● Data lines
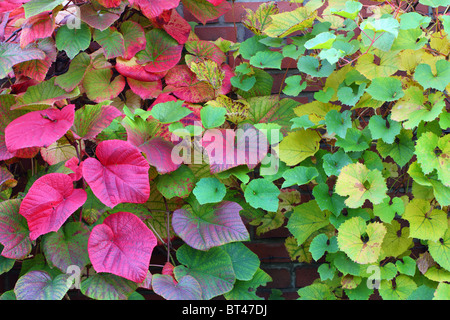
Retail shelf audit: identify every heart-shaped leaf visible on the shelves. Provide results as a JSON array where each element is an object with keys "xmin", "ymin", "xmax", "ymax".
[
  {"xmin": 14, "ymin": 270, "xmax": 72, "ymax": 300},
  {"xmin": 19, "ymin": 173, "xmax": 87, "ymax": 240},
  {"xmin": 5, "ymin": 104, "xmax": 75, "ymax": 152},
  {"xmin": 0, "ymin": 199, "xmax": 31, "ymax": 259},
  {"xmin": 152, "ymin": 274, "xmax": 202, "ymax": 300},
  {"xmin": 136, "ymin": 29, "xmax": 183, "ymax": 72},
  {"xmin": 83, "ymin": 140, "xmax": 150, "ymax": 208},
  {"xmin": 42, "ymin": 222, "xmax": 90, "ymax": 273},
  {"xmin": 172, "ymin": 201, "xmax": 249, "ymax": 250},
  {"xmin": 80, "ymin": 273, "xmax": 138, "ymax": 300},
  {"xmin": 88, "ymin": 212, "xmax": 156, "ymax": 283},
  {"xmin": 174, "ymin": 244, "xmax": 236, "ymax": 300}
]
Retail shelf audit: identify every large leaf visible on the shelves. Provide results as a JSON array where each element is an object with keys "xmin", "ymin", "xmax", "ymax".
[
  {"xmin": 19, "ymin": 173, "xmax": 87, "ymax": 240},
  {"xmin": 130, "ymin": 0, "xmax": 180, "ymax": 19},
  {"xmin": 152, "ymin": 274, "xmax": 202, "ymax": 300},
  {"xmin": 335, "ymin": 162, "xmax": 387, "ymax": 208},
  {"xmin": 88, "ymin": 212, "xmax": 156, "ymax": 283},
  {"xmin": 5, "ymin": 104, "xmax": 75, "ymax": 152},
  {"xmin": 14, "ymin": 270, "xmax": 72, "ymax": 300},
  {"xmin": 172, "ymin": 201, "xmax": 249, "ymax": 251},
  {"xmin": 337, "ymin": 217, "xmax": 386, "ymax": 264},
  {"xmin": 83, "ymin": 69, "xmax": 126, "ymax": 103},
  {"xmin": 201, "ymin": 124, "xmax": 269, "ymax": 173},
  {"xmin": 264, "ymin": 6, "xmax": 317, "ymax": 38},
  {"xmin": 42, "ymin": 222, "xmax": 90, "ymax": 273},
  {"xmin": 23, "ymin": 0, "xmax": 64, "ymax": 19},
  {"xmin": 165, "ymin": 65, "xmax": 215, "ymax": 103},
  {"xmin": 279, "ymin": 129, "xmax": 321, "ymax": 166},
  {"xmin": 287, "ymin": 200, "xmax": 330, "ymax": 245},
  {"xmin": 136, "ymin": 29, "xmax": 183, "ymax": 72},
  {"xmin": 80, "ymin": 273, "xmax": 138, "ymax": 300},
  {"xmin": 182, "ymin": 0, "xmax": 231, "ymax": 24},
  {"xmin": 0, "ymin": 43, "xmax": 45, "ymax": 79},
  {"xmin": 174, "ymin": 244, "xmax": 236, "ymax": 300},
  {"xmin": 83, "ymin": 140, "xmax": 150, "ymax": 208},
  {"xmin": 20, "ymin": 13, "xmax": 55, "ymax": 49},
  {"xmin": 0, "ymin": 199, "xmax": 31, "ymax": 259}
]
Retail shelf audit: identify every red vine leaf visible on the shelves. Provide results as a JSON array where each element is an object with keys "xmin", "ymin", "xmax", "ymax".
[
  {"xmin": 5, "ymin": 104, "xmax": 75, "ymax": 152},
  {"xmin": 136, "ymin": 29, "xmax": 183, "ymax": 72},
  {"xmin": 88, "ymin": 211, "xmax": 156, "ymax": 283},
  {"xmin": 20, "ymin": 12, "xmax": 55, "ymax": 49},
  {"xmin": 165, "ymin": 65, "xmax": 214, "ymax": 103},
  {"xmin": 83, "ymin": 140, "xmax": 150, "ymax": 208},
  {"xmin": 19, "ymin": 173, "xmax": 87, "ymax": 240},
  {"xmin": 130, "ymin": 0, "xmax": 180, "ymax": 19}
]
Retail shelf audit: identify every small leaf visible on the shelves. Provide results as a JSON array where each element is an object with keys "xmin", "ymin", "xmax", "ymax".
[
  {"xmin": 192, "ymin": 177, "xmax": 227, "ymax": 205},
  {"xmin": 244, "ymin": 179, "xmax": 280, "ymax": 212},
  {"xmin": 19, "ymin": 173, "xmax": 87, "ymax": 240},
  {"xmin": 335, "ymin": 162, "xmax": 387, "ymax": 208},
  {"xmin": 337, "ymin": 217, "xmax": 386, "ymax": 264},
  {"xmin": 366, "ymin": 77, "xmax": 405, "ymax": 101},
  {"xmin": 56, "ymin": 22, "xmax": 91, "ymax": 60},
  {"xmin": 14, "ymin": 270, "xmax": 72, "ymax": 300}
]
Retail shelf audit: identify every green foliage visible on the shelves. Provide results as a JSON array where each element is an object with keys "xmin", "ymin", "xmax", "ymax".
[{"xmin": 0, "ymin": 0, "xmax": 450, "ymax": 300}]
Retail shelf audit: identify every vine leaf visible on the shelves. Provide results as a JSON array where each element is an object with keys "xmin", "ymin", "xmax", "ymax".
[
  {"xmin": 42, "ymin": 222, "xmax": 90, "ymax": 273},
  {"xmin": 402, "ymin": 198, "xmax": 448, "ymax": 241},
  {"xmin": 174, "ymin": 244, "xmax": 236, "ymax": 300},
  {"xmin": 88, "ymin": 212, "xmax": 157, "ymax": 283},
  {"xmin": 287, "ymin": 200, "xmax": 330, "ymax": 246},
  {"xmin": 83, "ymin": 140, "xmax": 150, "ymax": 208},
  {"xmin": 192, "ymin": 177, "xmax": 227, "ymax": 205},
  {"xmin": 0, "ymin": 199, "xmax": 31, "ymax": 259},
  {"xmin": 335, "ymin": 162, "xmax": 387, "ymax": 208},
  {"xmin": 14, "ymin": 270, "xmax": 72, "ymax": 300},
  {"xmin": 152, "ymin": 274, "xmax": 202, "ymax": 300},
  {"xmin": 136, "ymin": 29, "xmax": 183, "ymax": 72},
  {"xmin": 428, "ymin": 229, "xmax": 450, "ymax": 271},
  {"xmin": 279, "ymin": 129, "xmax": 321, "ymax": 166},
  {"xmin": 172, "ymin": 201, "xmax": 249, "ymax": 251},
  {"xmin": 414, "ymin": 60, "xmax": 450, "ymax": 91},
  {"xmin": 19, "ymin": 173, "xmax": 87, "ymax": 240},
  {"xmin": 337, "ymin": 217, "xmax": 386, "ymax": 264},
  {"xmin": 415, "ymin": 132, "xmax": 450, "ymax": 187}
]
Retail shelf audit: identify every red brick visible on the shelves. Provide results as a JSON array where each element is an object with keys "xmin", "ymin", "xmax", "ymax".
[
  {"xmin": 295, "ymin": 266, "xmax": 320, "ymax": 288},
  {"xmin": 195, "ymin": 25, "xmax": 237, "ymax": 42}
]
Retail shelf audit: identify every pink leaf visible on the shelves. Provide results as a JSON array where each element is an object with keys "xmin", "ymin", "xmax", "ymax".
[
  {"xmin": 64, "ymin": 157, "xmax": 83, "ymax": 181},
  {"xmin": 88, "ymin": 212, "xmax": 156, "ymax": 283},
  {"xmin": 165, "ymin": 65, "xmax": 214, "ymax": 103},
  {"xmin": 5, "ymin": 104, "xmax": 75, "ymax": 152},
  {"xmin": 83, "ymin": 140, "xmax": 150, "ymax": 208},
  {"xmin": 19, "ymin": 173, "xmax": 87, "ymax": 240},
  {"xmin": 130, "ymin": 0, "xmax": 180, "ymax": 19},
  {"xmin": 97, "ymin": 0, "xmax": 122, "ymax": 8},
  {"xmin": 127, "ymin": 78, "xmax": 162, "ymax": 100},
  {"xmin": 115, "ymin": 58, "xmax": 167, "ymax": 82},
  {"xmin": 120, "ymin": 21, "xmax": 147, "ymax": 60},
  {"xmin": 20, "ymin": 12, "xmax": 55, "ymax": 49},
  {"xmin": 155, "ymin": 9, "xmax": 192, "ymax": 44},
  {"xmin": 136, "ymin": 29, "xmax": 183, "ymax": 72}
]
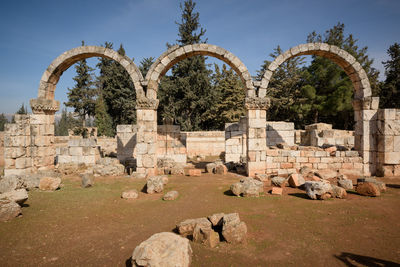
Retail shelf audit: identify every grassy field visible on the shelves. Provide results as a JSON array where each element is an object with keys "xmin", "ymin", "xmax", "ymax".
[{"xmin": 0, "ymin": 174, "xmax": 400, "ymax": 266}]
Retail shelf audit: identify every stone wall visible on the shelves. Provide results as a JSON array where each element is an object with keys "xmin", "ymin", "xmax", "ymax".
[
  {"xmin": 56, "ymin": 137, "xmax": 100, "ymax": 165},
  {"xmin": 266, "ymin": 121, "xmax": 295, "ymax": 146},
  {"xmin": 301, "ymin": 123, "xmax": 354, "ymax": 148},
  {"xmin": 377, "ymin": 109, "xmax": 400, "ymax": 176},
  {"xmin": 0, "ymin": 132, "xmax": 4, "ymax": 167},
  {"xmin": 181, "ymin": 131, "xmax": 225, "ymax": 157},
  {"xmin": 157, "ymin": 125, "xmax": 187, "ymax": 164},
  {"xmin": 266, "ymin": 147, "xmax": 363, "ymax": 177},
  {"xmin": 225, "ymin": 117, "xmax": 247, "ymax": 163}
]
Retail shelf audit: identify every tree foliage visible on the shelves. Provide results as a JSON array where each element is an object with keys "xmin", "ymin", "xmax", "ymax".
[
  {"xmin": 64, "ymin": 41, "xmax": 97, "ymax": 126},
  {"xmin": 379, "ymin": 43, "xmax": 400, "ymax": 108}
]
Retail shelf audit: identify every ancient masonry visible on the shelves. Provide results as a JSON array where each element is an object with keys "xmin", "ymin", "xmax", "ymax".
[{"xmin": 0, "ymin": 43, "xmax": 400, "ymax": 176}]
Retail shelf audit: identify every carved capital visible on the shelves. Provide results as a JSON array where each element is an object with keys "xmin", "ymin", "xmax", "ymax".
[
  {"xmin": 244, "ymin": 97, "xmax": 271, "ymax": 110},
  {"xmin": 30, "ymin": 98, "xmax": 60, "ymax": 115},
  {"xmin": 136, "ymin": 97, "xmax": 159, "ymax": 110}
]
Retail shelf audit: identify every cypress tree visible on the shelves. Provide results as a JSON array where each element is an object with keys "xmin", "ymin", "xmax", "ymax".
[{"xmin": 64, "ymin": 41, "xmax": 97, "ymax": 126}]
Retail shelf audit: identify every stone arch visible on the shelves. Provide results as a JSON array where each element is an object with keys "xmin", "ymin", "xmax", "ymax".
[
  {"xmin": 145, "ymin": 44, "xmax": 255, "ymax": 99},
  {"xmin": 259, "ymin": 43, "xmax": 372, "ymax": 100},
  {"xmin": 32, "ymin": 46, "xmax": 144, "ymax": 110}
]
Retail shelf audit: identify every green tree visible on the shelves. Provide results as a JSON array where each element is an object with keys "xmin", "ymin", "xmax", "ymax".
[
  {"xmin": 97, "ymin": 42, "xmax": 136, "ymax": 129},
  {"xmin": 158, "ymin": 0, "xmax": 215, "ymax": 131},
  {"xmin": 95, "ymin": 95, "xmax": 115, "ymax": 137},
  {"xmin": 302, "ymin": 23, "xmax": 379, "ymax": 129},
  {"xmin": 256, "ymin": 45, "xmax": 305, "ymax": 127},
  {"xmin": 379, "ymin": 43, "xmax": 400, "ymax": 108},
  {"xmin": 64, "ymin": 41, "xmax": 97, "ymax": 126},
  {"xmin": 204, "ymin": 64, "xmax": 246, "ymax": 130},
  {"xmin": 0, "ymin": 113, "xmax": 8, "ymax": 132}
]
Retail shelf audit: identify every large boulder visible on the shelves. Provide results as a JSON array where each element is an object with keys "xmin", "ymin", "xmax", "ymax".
[
  {"xmin": 356, "ymin": 182, "xmax": 381, "ymax": 197},
  {"xmin": 81, "ymin": 173, "xmax": 94, "ymax": 188},
  {"xmin": 146, "ymin": 175, "xmax": 168, "ymax": 194},
  {"xmin": 132, "ymin": 232, "xmax": 192, "ymax": 267},
  {"xmin": 222, "ymin": 213, "xmax": 247, "ymax": 244},
  {"xmin": 0, "ymin": 199, "xmax": 21, "ymax": 222},
  {"xmin": 176, "ymin": 218, "xmax": 211, "ymax": 236},
  {"xmin": 0, "ymin": 189, "xmax": 28, "ymax": 204},
  {"xmin": 230, "ymin": 178, "xmax": 264, "ymax": 197},
  {"xmin": 163, "ymin": 191, "xmax": 179, "ymax": 201},
  {"xmin": 121, "ymin": 189, "xmax": 139, "ymax": 199},
  {"xmin": 39, "ymin": 177, "xmax": 61, "ymax": 191},
  {"xmin": 288, "ymin": 173, "xmax": 306, "ymax": 188},
  {"xmin": 304, "ymin": 181, "xmax": 332, "ymax": 199}
]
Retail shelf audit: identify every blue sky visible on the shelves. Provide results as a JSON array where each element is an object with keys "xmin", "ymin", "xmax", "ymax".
[{"xmin": 0, "ymin": 0, "xmax": 400, "ymax": 113}]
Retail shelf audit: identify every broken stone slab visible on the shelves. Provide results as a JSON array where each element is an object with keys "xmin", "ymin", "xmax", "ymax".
[
  {"xmin": 331, "ymin": 185, "xmax": 347, "ymax": 199},
  {"xmin": 356, "ymin": 182, "xmax": 381, "ymax": 197},
  {"xmin": 163, "ymin": 191, "xmax": 179, "ymax": 200},
  {"xmin": 207, "ymin": 213, "xmax": 225, "ymax": 227},
  {"xmin": 39, "ymin": 177, "xmax": 61, "ymax": 191},
  {"xmin": 193, "ymin": 224, "xmax": 219, "ymax": 248},
  {"xmin": 288, "ymin": 173, "xmax": 306, "ymax": 188},
  {"xmin": 271, "ymin": 176, "xmax": 287, "ymax": 187},
  {"xmin": 176, "ymin": 217, "xmax": 211, "ymax": 236},
  {"xmin": 0, "ymin": 189, "xmax": 28, "ymax": 205},
  {"xmin": 81, "ymin": 173, "xmax": 94, "ymax": 188},
  {"xmin": 146, "ymin": 175, "xmax": 168, "ymax": 194},
  {"xmin": 271, "ymin": 187, "xmax": 283, "ymax": 195},
  {"xmin": 0, "ymin": 199, "xmax": 21, "ymax": 222},
  {"xmin": 304, "ymin": 181, "xmax": 332, "ymax": 199},
  {"xmin": 338, "ymin": 179, "xmax": 353, "ymax": 190},
  {"xmin": 206, "ymin": 162, "xmax": 217, "ymax": 173},
  {"xmin": 222, "ymin": 213, "xmax": 247, "ymax": 244},
  {"xmin": 121, "ymin": 189, "xmax": 139, "ymax": 199},
  {"xmin": 132, "ymin": 232, "xmax": 193, "ymax": 267}
]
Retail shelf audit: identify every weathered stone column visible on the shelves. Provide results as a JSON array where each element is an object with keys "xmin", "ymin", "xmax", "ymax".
[
  {"xmin": 136, "ymin": 97, "xmax": 158, "ymax": 175},
  {"xmin": 29, "ymin": 98, "xmax": 60, "ymax": 172},
  {"xmin": 245, "ymin": 97, "xmax": 270, "ymax": 176},
  {"xmin": 353, "ymin": 97, "xmax": 379, "ymax": 176}
]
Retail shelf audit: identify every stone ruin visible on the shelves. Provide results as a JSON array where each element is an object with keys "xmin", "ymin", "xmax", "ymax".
[{"xmin": 0, "ymin": 43, "xmax": 400, "ymax": 180}]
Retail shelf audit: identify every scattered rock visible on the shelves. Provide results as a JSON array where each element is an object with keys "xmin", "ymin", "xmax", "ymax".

● Challenge
Copy exactly the lines above, from the one containing "Retail shelf audit: identify every stone ruin" through the very last line.

● Solution to the problem
Retail shelf audit: identify every stone ruin visible on the shelves. Provide results as a JSON array where each element is an object with keys "xmin", "ymin", "xmax", "ymax".
[{"xmin": 0, "ymin": 43, "xmax": 400, "ymax": 180}]
Retail shelf audit: identify every scattered rock visible on the shelves. Provide results as a JSON array where each element is an object with keys "xmin", "ymin", "xmax", "ymax".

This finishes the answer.